** start DATA LINES **

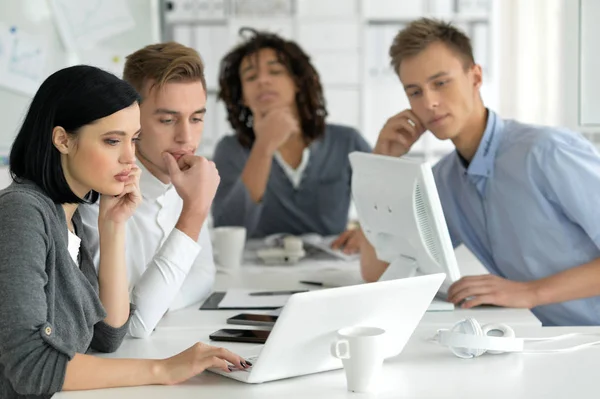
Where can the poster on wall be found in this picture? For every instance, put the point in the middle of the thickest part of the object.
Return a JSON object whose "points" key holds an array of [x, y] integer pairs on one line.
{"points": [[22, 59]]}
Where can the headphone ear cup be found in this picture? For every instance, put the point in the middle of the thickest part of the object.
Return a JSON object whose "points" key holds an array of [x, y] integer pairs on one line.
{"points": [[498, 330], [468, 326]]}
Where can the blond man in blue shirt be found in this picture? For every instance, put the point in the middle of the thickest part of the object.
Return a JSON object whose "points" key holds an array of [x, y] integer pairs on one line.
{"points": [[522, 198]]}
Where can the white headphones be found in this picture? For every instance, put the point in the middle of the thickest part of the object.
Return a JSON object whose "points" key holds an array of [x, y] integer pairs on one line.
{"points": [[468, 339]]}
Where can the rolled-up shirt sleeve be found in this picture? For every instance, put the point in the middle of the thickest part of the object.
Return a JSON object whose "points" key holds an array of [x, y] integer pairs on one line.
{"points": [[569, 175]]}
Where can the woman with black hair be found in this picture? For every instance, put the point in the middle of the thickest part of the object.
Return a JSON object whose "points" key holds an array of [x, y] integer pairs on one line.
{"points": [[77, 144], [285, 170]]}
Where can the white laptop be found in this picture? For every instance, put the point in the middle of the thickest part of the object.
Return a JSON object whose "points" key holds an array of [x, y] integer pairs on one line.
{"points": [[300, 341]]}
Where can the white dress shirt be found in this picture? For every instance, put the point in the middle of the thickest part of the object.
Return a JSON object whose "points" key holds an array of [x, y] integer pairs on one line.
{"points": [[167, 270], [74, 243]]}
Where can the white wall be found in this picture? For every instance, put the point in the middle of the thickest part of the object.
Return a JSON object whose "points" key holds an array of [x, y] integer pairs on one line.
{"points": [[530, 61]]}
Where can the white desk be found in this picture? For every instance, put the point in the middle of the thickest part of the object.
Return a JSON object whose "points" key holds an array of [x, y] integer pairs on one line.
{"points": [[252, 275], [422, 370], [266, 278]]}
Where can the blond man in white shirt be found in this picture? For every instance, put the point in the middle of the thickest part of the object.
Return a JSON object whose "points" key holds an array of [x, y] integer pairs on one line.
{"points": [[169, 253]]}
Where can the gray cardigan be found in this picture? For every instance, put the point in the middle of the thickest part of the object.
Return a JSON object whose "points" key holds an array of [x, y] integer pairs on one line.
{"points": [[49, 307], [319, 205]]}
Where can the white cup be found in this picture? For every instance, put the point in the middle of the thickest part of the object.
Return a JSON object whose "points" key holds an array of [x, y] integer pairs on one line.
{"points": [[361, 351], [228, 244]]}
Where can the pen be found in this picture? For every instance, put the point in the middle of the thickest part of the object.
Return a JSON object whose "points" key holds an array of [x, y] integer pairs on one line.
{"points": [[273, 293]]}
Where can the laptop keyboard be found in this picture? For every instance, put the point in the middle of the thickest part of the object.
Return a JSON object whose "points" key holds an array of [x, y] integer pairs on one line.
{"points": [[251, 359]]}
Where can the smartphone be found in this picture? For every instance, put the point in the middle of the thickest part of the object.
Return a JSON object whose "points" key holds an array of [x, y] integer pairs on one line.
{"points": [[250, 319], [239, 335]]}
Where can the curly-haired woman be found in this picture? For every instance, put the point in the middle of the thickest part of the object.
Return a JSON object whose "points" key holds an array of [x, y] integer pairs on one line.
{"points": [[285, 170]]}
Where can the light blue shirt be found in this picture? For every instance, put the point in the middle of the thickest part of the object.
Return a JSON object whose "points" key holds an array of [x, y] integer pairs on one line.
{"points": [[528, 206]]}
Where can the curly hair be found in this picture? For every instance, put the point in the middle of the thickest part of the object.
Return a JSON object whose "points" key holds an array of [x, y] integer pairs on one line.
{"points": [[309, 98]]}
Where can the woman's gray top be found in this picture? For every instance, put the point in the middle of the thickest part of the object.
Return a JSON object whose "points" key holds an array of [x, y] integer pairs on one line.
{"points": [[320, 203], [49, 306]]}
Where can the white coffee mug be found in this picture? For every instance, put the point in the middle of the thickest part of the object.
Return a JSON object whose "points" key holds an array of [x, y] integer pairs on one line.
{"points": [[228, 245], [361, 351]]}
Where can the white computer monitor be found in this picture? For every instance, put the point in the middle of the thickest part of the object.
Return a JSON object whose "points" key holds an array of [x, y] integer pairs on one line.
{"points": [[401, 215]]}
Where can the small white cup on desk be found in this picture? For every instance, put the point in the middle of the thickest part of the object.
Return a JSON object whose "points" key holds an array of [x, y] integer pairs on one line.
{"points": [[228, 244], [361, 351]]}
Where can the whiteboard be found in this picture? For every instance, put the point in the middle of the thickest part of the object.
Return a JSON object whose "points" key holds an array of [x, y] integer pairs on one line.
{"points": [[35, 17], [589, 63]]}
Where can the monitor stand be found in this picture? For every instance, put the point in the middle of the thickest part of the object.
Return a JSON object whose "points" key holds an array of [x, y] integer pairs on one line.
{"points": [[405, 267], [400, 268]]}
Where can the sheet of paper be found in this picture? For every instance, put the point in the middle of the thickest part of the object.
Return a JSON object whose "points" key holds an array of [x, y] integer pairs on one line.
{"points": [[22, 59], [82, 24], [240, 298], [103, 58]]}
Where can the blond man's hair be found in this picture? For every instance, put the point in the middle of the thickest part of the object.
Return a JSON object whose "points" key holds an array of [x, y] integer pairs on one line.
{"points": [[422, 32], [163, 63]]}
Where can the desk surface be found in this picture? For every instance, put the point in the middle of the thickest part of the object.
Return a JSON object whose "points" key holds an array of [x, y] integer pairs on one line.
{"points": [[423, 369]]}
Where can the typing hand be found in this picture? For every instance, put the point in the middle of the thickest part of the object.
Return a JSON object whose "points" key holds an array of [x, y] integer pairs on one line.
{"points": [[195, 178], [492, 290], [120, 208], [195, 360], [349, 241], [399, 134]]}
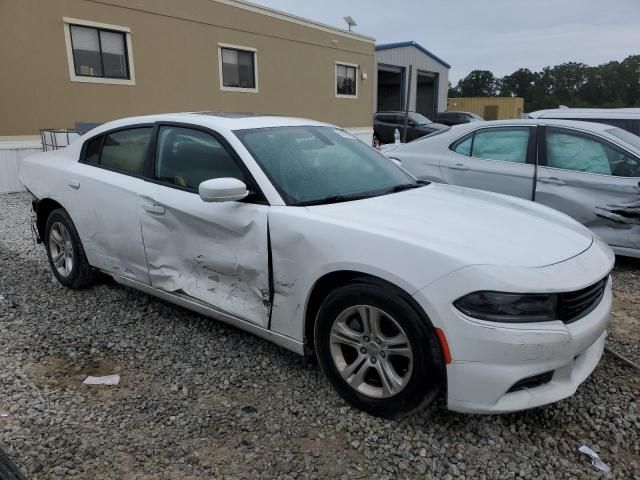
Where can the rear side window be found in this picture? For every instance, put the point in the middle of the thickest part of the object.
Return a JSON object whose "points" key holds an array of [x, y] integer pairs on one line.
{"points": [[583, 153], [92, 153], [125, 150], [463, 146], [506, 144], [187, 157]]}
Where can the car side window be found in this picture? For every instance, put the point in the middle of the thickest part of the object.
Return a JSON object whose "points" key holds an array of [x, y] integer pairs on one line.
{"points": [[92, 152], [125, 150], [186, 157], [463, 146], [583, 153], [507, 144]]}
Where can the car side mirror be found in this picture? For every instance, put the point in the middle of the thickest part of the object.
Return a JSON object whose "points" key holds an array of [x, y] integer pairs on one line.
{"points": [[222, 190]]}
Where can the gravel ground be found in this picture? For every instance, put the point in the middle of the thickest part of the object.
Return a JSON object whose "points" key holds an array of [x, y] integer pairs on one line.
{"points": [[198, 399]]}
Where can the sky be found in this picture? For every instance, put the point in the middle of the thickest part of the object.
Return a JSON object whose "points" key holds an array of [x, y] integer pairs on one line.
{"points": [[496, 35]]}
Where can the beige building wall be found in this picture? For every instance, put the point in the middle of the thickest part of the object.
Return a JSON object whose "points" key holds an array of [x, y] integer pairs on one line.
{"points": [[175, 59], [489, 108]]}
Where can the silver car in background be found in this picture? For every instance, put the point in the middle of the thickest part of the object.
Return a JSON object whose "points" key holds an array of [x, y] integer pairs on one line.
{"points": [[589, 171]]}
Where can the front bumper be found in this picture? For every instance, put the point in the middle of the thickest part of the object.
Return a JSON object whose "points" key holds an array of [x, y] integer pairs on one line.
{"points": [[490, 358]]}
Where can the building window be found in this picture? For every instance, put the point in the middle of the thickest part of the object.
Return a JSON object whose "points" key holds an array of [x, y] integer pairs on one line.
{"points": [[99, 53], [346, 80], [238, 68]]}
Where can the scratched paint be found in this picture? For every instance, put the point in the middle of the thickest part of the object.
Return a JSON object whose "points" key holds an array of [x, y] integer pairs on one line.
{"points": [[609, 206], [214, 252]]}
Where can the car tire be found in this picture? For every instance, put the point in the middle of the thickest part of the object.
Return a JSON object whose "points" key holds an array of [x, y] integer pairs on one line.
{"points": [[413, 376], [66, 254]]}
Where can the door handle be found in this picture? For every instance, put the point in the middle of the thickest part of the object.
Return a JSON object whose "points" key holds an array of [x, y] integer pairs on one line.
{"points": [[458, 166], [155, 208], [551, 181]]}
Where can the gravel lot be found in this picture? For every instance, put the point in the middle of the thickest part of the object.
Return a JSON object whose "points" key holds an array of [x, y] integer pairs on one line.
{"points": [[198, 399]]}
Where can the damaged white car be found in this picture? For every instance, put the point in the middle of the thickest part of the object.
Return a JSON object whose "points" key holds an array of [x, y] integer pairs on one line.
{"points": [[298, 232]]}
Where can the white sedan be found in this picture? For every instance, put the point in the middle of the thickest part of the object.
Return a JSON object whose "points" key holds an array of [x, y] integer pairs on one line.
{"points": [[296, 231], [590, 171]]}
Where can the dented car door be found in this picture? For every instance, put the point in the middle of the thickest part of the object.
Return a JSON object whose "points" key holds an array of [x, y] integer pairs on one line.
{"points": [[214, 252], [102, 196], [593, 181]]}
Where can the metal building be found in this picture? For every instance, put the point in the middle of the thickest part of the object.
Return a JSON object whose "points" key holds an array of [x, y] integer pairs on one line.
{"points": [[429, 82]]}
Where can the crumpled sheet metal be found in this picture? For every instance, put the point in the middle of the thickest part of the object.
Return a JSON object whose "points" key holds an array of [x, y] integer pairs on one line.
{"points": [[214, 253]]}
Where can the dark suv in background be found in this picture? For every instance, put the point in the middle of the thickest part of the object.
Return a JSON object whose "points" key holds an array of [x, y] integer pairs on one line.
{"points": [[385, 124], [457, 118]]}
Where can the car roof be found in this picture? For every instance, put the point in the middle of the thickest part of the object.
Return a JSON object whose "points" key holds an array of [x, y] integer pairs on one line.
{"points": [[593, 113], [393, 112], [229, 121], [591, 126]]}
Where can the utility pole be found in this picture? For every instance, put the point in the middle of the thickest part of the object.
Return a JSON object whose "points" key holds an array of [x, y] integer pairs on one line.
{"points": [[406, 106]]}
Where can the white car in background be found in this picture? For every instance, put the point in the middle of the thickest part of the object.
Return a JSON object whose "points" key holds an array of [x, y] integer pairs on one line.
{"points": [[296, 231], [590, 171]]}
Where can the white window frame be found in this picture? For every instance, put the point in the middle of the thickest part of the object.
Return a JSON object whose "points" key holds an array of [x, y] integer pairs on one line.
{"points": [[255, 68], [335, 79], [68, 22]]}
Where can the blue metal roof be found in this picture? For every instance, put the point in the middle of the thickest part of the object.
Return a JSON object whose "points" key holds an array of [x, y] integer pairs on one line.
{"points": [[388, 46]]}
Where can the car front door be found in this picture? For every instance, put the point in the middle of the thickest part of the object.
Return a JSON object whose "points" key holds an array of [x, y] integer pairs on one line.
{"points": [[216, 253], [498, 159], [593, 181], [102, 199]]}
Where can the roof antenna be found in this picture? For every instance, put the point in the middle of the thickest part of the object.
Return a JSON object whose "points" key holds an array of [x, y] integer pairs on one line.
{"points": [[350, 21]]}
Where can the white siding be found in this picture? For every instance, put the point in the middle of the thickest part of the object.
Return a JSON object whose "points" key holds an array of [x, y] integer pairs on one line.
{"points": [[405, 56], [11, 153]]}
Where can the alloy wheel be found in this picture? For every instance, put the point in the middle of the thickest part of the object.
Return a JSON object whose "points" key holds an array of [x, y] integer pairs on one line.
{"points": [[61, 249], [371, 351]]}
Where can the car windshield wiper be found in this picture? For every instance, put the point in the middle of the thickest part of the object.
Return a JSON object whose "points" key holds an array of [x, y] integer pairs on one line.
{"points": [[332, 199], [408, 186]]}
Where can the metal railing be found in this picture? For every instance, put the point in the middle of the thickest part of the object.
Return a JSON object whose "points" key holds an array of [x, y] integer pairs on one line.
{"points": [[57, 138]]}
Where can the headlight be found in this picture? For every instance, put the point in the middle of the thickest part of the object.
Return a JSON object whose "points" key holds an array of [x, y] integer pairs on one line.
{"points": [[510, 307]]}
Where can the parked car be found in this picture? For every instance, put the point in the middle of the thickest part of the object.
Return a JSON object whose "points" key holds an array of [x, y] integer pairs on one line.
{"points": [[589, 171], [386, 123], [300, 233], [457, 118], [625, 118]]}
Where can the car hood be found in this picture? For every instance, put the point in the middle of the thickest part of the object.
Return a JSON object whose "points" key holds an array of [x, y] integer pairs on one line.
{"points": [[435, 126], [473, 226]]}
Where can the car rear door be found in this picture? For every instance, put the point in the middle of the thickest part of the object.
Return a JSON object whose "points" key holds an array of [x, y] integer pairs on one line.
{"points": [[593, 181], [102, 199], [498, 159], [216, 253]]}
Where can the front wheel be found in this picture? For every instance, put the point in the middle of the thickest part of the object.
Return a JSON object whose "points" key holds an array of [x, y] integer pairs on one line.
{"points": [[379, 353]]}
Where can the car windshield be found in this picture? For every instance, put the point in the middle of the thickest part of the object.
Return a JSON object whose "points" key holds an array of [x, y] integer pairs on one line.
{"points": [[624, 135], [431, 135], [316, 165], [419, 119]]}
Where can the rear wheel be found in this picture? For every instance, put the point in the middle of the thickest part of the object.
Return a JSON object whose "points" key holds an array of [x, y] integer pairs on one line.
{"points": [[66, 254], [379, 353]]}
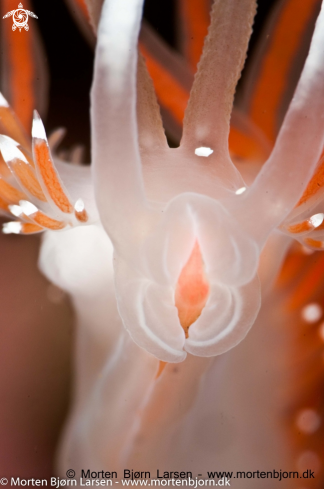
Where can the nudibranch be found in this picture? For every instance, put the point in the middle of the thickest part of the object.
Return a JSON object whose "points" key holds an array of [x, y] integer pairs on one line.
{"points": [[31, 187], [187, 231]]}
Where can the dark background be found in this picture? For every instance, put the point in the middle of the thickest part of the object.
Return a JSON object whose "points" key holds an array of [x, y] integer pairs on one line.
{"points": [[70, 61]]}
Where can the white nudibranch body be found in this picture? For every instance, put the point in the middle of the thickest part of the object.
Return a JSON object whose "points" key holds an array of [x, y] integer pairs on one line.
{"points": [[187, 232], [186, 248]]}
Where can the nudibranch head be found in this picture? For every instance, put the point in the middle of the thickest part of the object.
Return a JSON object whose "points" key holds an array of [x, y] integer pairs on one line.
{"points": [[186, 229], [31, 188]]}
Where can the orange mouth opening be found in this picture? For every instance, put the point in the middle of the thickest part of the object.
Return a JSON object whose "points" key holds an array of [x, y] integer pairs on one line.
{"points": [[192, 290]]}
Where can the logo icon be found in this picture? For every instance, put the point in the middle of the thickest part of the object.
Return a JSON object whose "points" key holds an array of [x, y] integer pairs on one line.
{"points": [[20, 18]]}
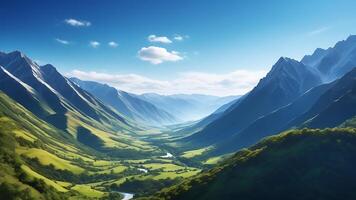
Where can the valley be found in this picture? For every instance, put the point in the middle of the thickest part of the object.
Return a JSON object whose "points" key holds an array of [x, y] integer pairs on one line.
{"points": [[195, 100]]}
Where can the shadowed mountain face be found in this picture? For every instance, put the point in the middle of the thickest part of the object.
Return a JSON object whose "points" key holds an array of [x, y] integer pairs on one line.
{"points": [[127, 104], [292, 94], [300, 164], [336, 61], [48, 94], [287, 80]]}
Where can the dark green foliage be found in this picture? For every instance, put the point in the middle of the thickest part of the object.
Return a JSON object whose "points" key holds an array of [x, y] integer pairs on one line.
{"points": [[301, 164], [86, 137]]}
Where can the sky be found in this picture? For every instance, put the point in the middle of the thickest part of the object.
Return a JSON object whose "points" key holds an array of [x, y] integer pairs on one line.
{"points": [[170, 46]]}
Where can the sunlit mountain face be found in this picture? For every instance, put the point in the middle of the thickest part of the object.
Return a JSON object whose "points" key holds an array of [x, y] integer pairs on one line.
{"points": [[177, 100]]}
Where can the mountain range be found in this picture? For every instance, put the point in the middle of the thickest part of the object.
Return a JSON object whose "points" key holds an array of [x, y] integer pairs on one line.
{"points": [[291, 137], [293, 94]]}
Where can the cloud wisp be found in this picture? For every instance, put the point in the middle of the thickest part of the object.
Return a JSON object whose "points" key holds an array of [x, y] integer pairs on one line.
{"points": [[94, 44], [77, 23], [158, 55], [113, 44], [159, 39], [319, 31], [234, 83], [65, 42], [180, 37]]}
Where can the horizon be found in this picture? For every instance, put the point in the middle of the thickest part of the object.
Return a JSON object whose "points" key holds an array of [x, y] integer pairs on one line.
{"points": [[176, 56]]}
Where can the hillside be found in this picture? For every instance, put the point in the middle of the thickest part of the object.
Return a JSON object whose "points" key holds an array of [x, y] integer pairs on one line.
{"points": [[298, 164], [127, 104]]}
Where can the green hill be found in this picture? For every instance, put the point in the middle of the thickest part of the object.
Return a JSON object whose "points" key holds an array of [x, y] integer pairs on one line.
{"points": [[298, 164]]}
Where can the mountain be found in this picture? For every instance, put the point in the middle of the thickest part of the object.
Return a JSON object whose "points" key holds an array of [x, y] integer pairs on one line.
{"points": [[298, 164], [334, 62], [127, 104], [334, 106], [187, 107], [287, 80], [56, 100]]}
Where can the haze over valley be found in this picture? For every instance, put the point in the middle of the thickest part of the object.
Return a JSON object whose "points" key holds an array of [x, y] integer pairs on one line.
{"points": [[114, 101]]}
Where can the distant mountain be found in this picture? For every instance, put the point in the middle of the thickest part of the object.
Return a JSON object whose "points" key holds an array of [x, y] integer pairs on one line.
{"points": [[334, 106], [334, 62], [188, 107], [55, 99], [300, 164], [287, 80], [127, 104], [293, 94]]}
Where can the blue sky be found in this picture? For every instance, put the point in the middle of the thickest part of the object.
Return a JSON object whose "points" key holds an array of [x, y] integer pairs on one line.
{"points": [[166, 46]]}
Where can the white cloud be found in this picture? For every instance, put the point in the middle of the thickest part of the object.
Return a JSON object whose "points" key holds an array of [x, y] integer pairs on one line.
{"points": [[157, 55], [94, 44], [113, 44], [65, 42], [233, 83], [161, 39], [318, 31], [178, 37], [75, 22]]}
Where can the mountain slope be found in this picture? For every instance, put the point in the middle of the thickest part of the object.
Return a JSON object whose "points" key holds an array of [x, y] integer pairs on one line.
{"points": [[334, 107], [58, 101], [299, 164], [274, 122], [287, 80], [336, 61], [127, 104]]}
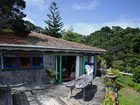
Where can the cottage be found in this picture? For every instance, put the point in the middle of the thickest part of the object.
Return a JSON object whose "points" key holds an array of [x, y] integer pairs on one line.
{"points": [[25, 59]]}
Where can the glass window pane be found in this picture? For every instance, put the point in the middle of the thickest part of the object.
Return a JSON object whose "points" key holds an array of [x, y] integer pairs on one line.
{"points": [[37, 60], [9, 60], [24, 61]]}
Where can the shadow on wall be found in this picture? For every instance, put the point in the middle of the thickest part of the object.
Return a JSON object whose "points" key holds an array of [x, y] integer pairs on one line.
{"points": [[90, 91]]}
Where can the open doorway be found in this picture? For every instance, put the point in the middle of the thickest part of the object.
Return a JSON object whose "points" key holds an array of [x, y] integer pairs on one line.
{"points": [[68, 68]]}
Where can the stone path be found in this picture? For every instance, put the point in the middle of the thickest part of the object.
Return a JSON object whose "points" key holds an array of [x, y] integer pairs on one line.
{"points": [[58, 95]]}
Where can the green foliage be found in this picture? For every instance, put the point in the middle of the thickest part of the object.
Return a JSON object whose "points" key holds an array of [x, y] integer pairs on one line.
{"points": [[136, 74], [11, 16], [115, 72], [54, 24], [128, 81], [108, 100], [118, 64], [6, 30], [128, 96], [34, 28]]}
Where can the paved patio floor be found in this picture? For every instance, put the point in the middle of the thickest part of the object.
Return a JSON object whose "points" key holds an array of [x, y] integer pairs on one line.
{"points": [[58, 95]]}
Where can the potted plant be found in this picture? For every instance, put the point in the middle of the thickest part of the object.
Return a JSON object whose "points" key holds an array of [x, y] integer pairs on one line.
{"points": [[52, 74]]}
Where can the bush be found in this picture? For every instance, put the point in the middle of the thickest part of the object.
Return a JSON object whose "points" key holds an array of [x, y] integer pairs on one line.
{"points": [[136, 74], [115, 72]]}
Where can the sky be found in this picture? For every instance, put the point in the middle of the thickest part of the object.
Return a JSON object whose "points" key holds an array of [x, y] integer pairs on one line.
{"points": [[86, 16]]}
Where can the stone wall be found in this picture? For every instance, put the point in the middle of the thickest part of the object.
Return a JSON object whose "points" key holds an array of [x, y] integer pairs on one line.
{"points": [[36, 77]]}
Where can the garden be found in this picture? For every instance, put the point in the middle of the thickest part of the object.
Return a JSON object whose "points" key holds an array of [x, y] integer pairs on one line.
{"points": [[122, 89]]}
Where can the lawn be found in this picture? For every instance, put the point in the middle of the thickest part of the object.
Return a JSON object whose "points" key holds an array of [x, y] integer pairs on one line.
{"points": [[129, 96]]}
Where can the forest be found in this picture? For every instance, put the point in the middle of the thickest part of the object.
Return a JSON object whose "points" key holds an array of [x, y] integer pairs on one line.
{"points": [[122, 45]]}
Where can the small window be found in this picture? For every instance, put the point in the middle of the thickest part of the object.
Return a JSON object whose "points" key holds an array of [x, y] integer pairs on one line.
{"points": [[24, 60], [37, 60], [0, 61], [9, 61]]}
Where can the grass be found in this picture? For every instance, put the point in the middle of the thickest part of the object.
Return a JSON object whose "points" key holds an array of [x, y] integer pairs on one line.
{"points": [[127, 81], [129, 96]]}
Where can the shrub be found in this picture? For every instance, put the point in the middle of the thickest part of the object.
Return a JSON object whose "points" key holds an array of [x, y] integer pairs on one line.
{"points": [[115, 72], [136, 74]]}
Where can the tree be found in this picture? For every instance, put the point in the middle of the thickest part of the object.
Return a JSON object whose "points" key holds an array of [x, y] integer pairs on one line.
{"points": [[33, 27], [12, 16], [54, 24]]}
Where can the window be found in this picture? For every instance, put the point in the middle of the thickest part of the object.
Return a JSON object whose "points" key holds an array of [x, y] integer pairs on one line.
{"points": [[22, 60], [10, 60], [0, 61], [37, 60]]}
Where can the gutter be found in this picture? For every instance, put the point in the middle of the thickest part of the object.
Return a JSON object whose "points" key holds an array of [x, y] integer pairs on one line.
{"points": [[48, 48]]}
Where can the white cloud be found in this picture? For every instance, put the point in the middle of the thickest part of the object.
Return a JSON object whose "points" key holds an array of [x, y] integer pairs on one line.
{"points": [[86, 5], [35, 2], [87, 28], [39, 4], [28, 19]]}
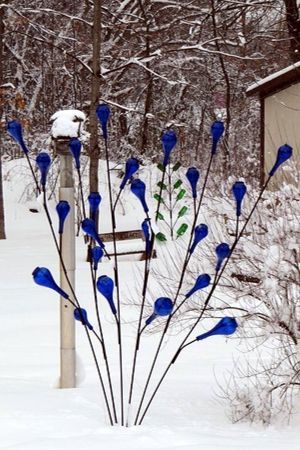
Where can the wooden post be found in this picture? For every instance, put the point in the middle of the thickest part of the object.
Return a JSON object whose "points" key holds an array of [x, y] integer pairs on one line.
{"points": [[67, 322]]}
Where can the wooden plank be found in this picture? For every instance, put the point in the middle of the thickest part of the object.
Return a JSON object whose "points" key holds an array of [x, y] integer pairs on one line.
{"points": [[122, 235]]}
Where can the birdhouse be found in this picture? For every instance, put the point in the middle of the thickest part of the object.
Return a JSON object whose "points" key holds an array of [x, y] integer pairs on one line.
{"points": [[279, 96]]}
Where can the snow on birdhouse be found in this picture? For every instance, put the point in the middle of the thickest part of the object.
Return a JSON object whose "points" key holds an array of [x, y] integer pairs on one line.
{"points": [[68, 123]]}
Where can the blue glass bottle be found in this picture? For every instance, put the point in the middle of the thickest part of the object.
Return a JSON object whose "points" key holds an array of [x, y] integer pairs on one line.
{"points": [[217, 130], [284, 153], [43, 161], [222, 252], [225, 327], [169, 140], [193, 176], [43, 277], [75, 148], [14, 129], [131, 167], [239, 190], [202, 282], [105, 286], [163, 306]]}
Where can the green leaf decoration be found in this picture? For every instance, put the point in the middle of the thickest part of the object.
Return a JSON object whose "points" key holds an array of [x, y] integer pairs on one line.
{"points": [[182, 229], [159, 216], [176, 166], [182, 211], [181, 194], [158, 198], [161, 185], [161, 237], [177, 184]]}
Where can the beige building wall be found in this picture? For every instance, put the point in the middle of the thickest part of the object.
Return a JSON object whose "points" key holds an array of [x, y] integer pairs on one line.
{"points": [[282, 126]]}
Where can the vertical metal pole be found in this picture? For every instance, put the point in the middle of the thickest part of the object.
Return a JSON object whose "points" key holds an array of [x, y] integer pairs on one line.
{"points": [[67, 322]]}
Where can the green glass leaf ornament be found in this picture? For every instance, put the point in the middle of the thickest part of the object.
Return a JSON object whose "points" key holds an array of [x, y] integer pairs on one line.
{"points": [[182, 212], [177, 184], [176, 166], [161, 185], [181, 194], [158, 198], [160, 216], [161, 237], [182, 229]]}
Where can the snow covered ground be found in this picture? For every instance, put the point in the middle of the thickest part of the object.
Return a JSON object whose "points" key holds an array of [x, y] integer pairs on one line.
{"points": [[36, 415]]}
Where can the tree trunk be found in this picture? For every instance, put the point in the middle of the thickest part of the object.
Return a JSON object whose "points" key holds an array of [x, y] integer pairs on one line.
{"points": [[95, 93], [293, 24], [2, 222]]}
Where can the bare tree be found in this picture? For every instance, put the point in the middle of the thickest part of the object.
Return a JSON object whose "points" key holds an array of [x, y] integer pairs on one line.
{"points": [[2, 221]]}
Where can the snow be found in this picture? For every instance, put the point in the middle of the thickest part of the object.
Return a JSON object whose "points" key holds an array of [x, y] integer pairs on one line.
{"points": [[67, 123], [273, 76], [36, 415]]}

** end DATA LINES **

§ PROBLEM REQUIREMENTS: Return the lines of the records exactly as they appear, starting with the line that contains "Where can the snow covered" and continuing through the end of the records.

§ PROBLEM SOLUTION:
Where can the snow covered ground be found in this picture? For every instance, put the point in the middle of the thickest part of the object.
Return a JSON object whose "points" key holds an array of [x, y] integer pairs on one line.
{"points": [[36, 415]]}
Where can the tree trunk be found in this picture? For every instance, put the point in the middle of the thickest part of the object.
Return a JSON object whose "points" key holds an array of [x, y] integer pairs on one line.
{"points": [[95, 93], [293, 24], [2, 222]]}
Where can the bare tree be found in this picture? For every instance, put the point in the middle of the thickest part of the object.
Return a JSON object whose "points" key holds an array of [x, y] integer pairs on one line.
{"points": [[2, 221]]}
Where can the snow be found in this picture? For every instance, put the point in the middle of the thickest part of the object.
Return a JSON object whose "points" key holds an array of [x, y] integer pairs on one line.
{"points": [[67, 123], [273, 76], [36, 415]]}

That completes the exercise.